*** Opening Excerpt ***

For Nick Ernest, a US doctoral candidate in aerospace engineering at Ohio’s University of Cincinnati, the initial reality was that an expert human fighter pilot making intuitive guesses and instant estimates under conditions of uncertainty could outperform the pre-existing combat software.
During a three-year fellowship funded by the Dayton Area Graduate Institute and the US Air Force Research Laboratory, Ernest asked himself: can humans cope with high speed informational/decision-making overload? The answer is that we break the problem into a cascade of rapid-fire sub-decisions, use near-enough approximations and make informed guesses in uncertain situations. A conclusion of “enemy threat level high” galvanises action without requiring an exact probability to several decimal points.
Fuzzy logic
Computers using fuzzy logic employ linguistic programming, with ‘if this-then that’ decision-making. From the many sub-variants of fuzzy logic, Nick Ernest chose what is called a genetic fuzzy tree (GFT). The calculations and decision issues for each sub-part of the overall problem are assembled in a series of fuzzy inference systems (FIS), which are interconnected to allow interchange of results and feedback to improve overall performance.
Genetic algorithms can test out slight variations in software strings, with software sets pitted against each other to see which prevails. The programming language used is CYTHON, a superset of the PYTHON language deployed for computationally complex calculations.

*** Closing Excerpt ***
*** Opening Study material ***

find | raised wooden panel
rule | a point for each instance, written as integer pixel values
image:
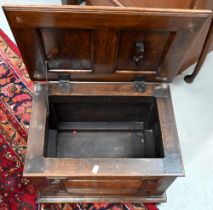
(67, 48)
(84, 41)
(155, 46)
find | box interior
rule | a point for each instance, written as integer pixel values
(103, 127)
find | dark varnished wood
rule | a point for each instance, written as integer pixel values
(111, 112)
(146, 179)
(201, 45)
(182, 31)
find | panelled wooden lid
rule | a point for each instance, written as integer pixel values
(102, 43)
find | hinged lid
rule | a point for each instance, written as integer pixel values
(104, 43)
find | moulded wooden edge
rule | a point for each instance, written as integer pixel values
(73, 199)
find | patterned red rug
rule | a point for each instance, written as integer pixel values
(16, 192)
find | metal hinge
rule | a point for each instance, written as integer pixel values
(140, 85)
(64, 83)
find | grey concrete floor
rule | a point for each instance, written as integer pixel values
(193, 105)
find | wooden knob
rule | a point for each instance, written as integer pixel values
(139, 53)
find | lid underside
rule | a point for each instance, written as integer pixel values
(104, 43)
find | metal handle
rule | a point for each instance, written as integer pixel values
(139, 53)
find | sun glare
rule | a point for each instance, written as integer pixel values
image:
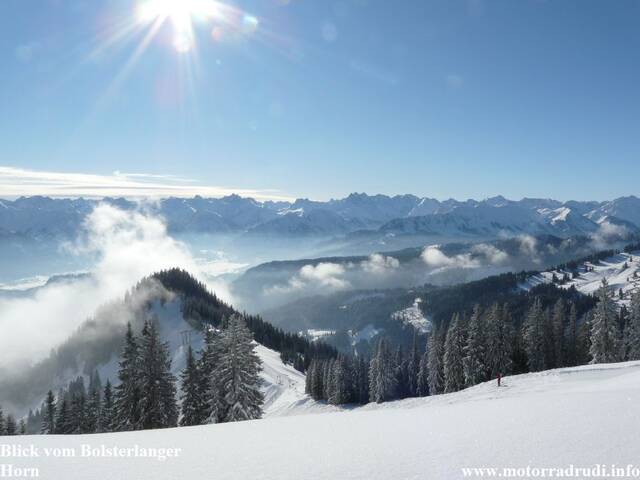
(182, 14)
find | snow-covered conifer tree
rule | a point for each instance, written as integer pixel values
(435, 352)
(475, 368)
(49, 423)
(238, 373)
(382, 374)
(604, 328)
(453, 354)
(499, 338)
(533, 337)
(194, 406)
(632, 332)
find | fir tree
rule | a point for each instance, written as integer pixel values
(49, 424)
(107, 416)
(500, 339)
(382, 374)
(194, 407)
(435, 352)
(210, 385)
(63, 418)
(558, 322)
(11, 428)
(158, 407)
(94, 400)
(413, 368)
(127, 392)
(571, 338)
(604, 328)
(239, 373)
(632, 332)
(340, 391)
(423, 375)
(475, 368)
(453, 355)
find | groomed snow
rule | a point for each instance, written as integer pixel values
(580, 416)
(619, 270)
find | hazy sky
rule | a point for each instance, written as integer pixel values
(321, 98)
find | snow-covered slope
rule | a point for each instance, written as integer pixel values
(582, 416)
(622, 272)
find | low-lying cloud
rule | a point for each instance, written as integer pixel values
(127, 246)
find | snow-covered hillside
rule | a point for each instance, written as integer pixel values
(582, 416)
(622, 272)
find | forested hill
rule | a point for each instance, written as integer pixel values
(200, 307)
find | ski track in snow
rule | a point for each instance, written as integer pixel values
(581, 416)
(611, 268)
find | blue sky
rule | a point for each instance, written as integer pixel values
(321, 98)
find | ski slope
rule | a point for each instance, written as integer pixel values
(622, 271)
(581, 416)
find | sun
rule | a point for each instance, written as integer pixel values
(181, 13)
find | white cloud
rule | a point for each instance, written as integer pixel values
(608, 233)
(435, 258)
(15, 182)
(494, 255)
(25, 53)
(379, 264)
(454, 81)
(128, 246)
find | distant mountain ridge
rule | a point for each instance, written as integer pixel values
(357, 214)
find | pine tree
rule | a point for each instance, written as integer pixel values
(571, 338)
(559, 321)
(413, 368)
(107, 416)
(239, 373)
(475, 368)
(362, 380)
(158, 406)
(453, 355)
(500, 339)
(94, 400)
(340, 391)
(127, 392)
(11, 428)
(604, 328)
(382, 374)
(208, 365)
(533, 337)
(194, 406)
(63, 417)
(423, 375)
(632, 332)
(435, 352)
(401, 374)
(78, 412)
(49, 424)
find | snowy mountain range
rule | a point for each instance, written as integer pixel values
(356, 216)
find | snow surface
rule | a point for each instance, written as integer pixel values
(414, 317)
(613, 269)
(581, 416)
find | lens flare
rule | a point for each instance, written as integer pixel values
(182, 14)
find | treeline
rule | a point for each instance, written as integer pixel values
(482, 345)
(203, 308)
(221, 385)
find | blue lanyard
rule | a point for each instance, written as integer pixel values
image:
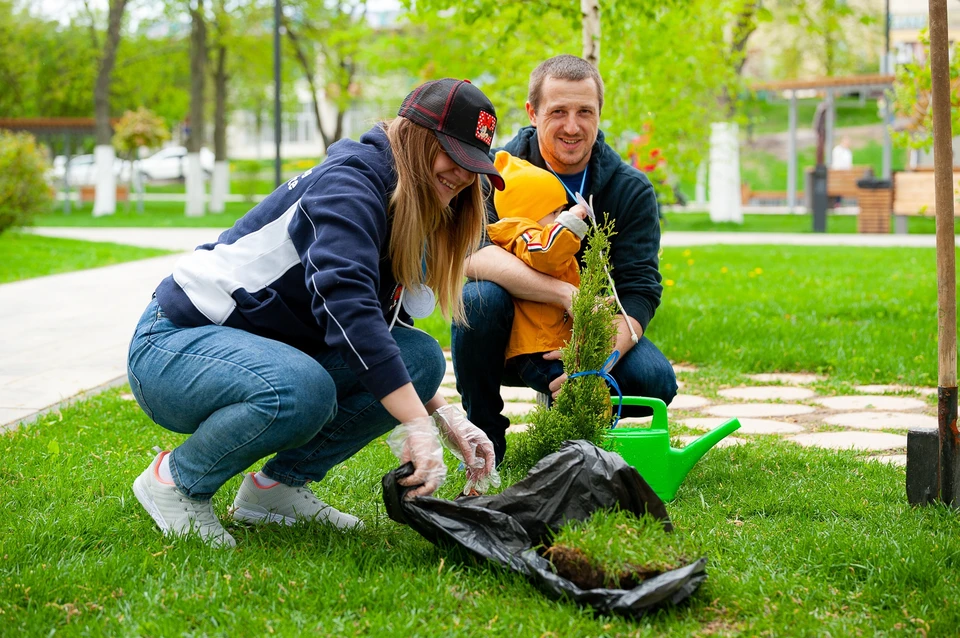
(583, 182)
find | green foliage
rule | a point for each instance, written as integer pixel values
(822, 37)
(582, 409)
(623, 547)
(24, 191)
(913, 98)
(140, 128)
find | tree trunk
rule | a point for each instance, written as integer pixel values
(311, 82)
(105, 200)
(101, 91)
(198, 69)
(590, 11)
(219, 187)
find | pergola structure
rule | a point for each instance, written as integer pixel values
(46, 128)
(831, 86)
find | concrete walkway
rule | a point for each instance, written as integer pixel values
(65, 335)
(190, 238)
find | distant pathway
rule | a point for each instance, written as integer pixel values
(67, 334)
(190, 238)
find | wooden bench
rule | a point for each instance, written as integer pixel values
(749, 196)
(89, 193)
(843, 182)
(914, 195)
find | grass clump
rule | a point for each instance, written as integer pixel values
(582, 409)
(617, 550)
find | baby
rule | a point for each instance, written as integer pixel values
(534, 227)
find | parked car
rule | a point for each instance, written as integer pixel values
(171, 163)
(81, 170)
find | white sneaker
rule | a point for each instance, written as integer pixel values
(175, 513)
(281, 503)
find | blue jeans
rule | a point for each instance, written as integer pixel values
(478, 362)
(243, 397)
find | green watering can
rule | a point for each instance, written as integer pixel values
(649, 451)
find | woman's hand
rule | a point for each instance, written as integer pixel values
(418, 441)
(468, 443)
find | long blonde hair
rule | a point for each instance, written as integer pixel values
(450, 233)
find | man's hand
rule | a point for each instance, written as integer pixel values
(556, 383)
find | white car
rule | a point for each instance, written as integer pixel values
(171, 163)
(81, 170)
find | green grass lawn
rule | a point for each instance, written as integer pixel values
(857, 315)
(156, 214)
(797, 223)
(23, 256)
(799, 541)
(864, 315)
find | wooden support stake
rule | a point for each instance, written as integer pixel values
(946, 255)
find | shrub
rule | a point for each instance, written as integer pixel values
(582, 409)
(24, 191)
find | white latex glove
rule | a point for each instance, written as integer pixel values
(417, 441)
(468, 443)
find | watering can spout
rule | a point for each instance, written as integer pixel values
(688, 456)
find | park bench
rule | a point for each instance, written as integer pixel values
(89, 193)
(843, 182)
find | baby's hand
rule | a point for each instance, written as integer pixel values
(579, 211)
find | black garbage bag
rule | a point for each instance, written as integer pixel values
(506, 528)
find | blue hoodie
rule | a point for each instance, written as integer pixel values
(308, 266)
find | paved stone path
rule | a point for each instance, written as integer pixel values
(874, 421)
(66, 335)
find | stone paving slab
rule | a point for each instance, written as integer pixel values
(768, 393)
(890, 459)
(68, 333)
(746, 410)
(882, 420)
(788, 378)
(870, 441)
(893, 389)
(688, 402)
(747, 426)
(875, 402)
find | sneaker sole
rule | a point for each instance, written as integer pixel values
(143, 495)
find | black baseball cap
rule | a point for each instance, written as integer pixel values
(463, 119)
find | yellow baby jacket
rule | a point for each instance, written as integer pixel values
(552, 250)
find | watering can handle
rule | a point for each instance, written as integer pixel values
(659, 409)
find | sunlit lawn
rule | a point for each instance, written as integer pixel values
(857, 315)
(800, 542)
(23, 255)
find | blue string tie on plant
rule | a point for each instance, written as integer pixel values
(604, 373)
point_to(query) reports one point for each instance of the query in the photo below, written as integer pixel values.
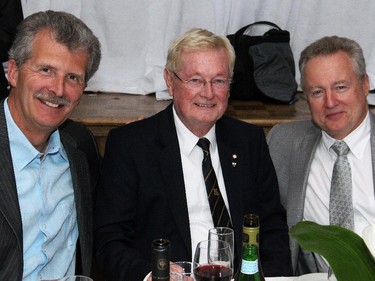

*** Closing Study material ***

Decide whether each statement agrees with the fuzzy logic text. Answer yes or no for each and quote the words from the text that settle it.
1. Ernest's fellowship lasted three years.
2. The language chosen for the work is a subset of Python.
3. The fuzzy inference systems for the sub-parts of the problem work separately and do not share results.

§ Answer space
1. Yes: "During a three-year fellowship"
2. No: "a superset of the PYTHON language"
3. No: "which are interconnected to allow interchange of results and feedback"